Copy the lines of the records below word for word, beginning at the line that contains "For each instance of the wheat ear, set" and continuing through the end of the records.

Object position labeling entries:
______
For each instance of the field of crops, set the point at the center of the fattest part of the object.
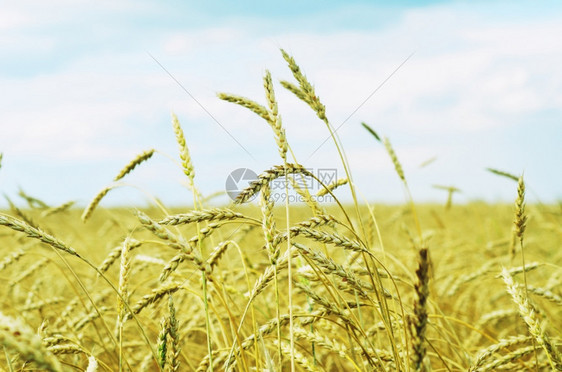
(273, 286)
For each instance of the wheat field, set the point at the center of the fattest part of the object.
(274, 286)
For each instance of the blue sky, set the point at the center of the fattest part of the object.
(81, 95)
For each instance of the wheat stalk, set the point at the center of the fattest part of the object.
(419, 321)
(94, 203)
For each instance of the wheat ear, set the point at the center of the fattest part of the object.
(268, 176)
(419, 321)
(18, 336)
(529, 314)
(186, 162)
(133, 163)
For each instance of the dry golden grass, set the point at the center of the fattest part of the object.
(308, 287)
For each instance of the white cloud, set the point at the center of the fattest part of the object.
(468, 77)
______
• Response below
For each instance of the wheat ear, set the point at the center of the fattest part of the object.
(268, 176)
(419, 321)
(18, 336)
(529, 314)
(186, 162)
(133, 163)
For each instance of the dry golden grass, set the point at the center of the fattest part of the object.
(308, 287)
For each instance of the white cloud, set the point at the center of the fattest part of the object.
(468, 77)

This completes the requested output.